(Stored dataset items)

:::

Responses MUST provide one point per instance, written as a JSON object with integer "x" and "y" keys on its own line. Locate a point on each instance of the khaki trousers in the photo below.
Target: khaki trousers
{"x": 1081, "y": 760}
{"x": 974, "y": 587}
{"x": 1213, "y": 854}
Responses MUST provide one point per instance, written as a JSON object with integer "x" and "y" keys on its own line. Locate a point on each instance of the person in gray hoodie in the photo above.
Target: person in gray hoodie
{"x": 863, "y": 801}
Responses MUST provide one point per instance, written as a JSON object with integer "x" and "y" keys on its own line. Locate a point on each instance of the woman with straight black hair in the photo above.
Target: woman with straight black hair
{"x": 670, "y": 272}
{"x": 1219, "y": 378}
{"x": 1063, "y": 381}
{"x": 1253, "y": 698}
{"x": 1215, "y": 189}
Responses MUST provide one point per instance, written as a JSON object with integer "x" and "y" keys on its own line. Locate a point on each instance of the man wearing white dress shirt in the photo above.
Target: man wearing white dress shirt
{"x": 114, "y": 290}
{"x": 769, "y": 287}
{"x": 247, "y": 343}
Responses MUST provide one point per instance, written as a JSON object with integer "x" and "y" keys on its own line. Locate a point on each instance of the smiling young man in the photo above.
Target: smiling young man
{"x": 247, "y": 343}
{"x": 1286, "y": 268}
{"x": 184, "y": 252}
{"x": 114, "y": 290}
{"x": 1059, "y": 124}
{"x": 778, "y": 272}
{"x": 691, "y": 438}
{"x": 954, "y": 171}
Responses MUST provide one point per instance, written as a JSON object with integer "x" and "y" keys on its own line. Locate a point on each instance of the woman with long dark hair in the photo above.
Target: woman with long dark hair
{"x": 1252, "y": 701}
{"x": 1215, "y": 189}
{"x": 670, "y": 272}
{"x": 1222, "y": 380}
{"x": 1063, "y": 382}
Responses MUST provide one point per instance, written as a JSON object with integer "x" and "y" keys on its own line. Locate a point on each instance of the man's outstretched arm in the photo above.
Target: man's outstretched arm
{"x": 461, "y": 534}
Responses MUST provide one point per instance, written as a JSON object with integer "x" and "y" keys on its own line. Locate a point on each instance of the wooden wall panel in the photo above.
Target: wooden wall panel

:::

* **EXERCISE AIM**: Please turn every line of the records above into a Markdown table with the columns "No." and "Text", numbering each line in order and skipping any blank lines.

* **EXERCISE RESULT**:
| No. | Text |
|---|---|
| 1 | Responses MUST provide one point per instance, written as a JSON object with integer "x" and "y" keys on its own line. Locate a point on each instance of the khaki trousers in the photo below. |
| 2 | Target: khaki trousers |
| 3 | {"x": 1081, "y": 760} |
| 4 | {"x": 974, "y": 587} |
| 5 | {"x": 1213, "y": 854} |
| 6 | Responses MUST provide one point per instance, written as a JSON object with integer "x" and "y" keys on its own line. Locate a point on each instance of the person in gray hoodie in the photo above. |
| 7 | Target: person in gray hoodie |
| 8 | {"x": 863, "y": 801} |
| 9 | Responses MUST provide one point per instance, written as a JSON object with integer "x" and "y" keys on its own line. Locate a point on each instance of the woman with straight black hair in the photo above. |
| 10 | Target: woman with straight black hair |
| 11 | {"x": 670, "y": 272} |
| 12 | {"x": 1219, "y": 378} |
| 13 | {"x": 1063, "y": 381} |
| 14 | {"x": 1253, "y": 698} |
| 15 | {"x": 1215, "y": 189} |
| 16 | Responses MUST provide one point per instance, written as a JSON object with integer "x" and "y" keys on its own line. Locate a point on each instance of the man wearing white dress shirt in the photo above. |
| 17 | Target: man wearing white dress shirt |
| 18 | {"x": 114, "y": 290} |
| 19 | {"x": 769, "y": 287} |
| 20 | {"x": 247, "y": 343} |
| 21 | Responses MUST provide one point per instance, written as a JSON object with integer "x" and "y" keys on its own line. Locate a point on each instance of the smiling young man in the photo above. |
| 22 | Target: smiling young man |
| 23 | {"x": 247, "y": 343} |
| 24 | {"x": 1286, "y": 268} |
| 25 | {"x": 184, "y": 252} |
| 26 | {"x": 114, "y": 290} |
| 27 | {"x": 1059, "y": 124} |
| 28 | {"x": 778, "y": 272} |
| 29 | {"x": 691, "y": 438} |
| 30 | {"x": 954, "y": 171} |
| 31 | Responses MUST provide one point per instance, written as a JSON object with integer "x" and "y" keys on its own line. Locate a point on each instance of the woman with long dark hair in the photo above. |
| 32 | Target: woman with long dark hair |
| 33 | {"x": 1252, "y": 701} |
| 34 | {"x": 1215, "y": 189} |
| 35 | {"x": 670, "y": 272} |
| 36 | {"x": 1222, "y": 380} |
| 37 | {"x": 1063, "y": 382} |
| 38 | Responses MUST provide one point per instance, written as a JSON object with integer "x" and "y" keys on its own line. Locate a point on each instance of the man's outstretched arm in the photo above. |
| 39 | Target: man's outstretched arm |
| 40 | {"x": 461, "y": 534} |
| 41 | Responses MUST provide one point per instance, written as a JSON object with integer "x" and "y" keys on its own line. Locate a point on each instance of the wooden wall panel in the photo above. |
| 42 | Target: wooden wall panel |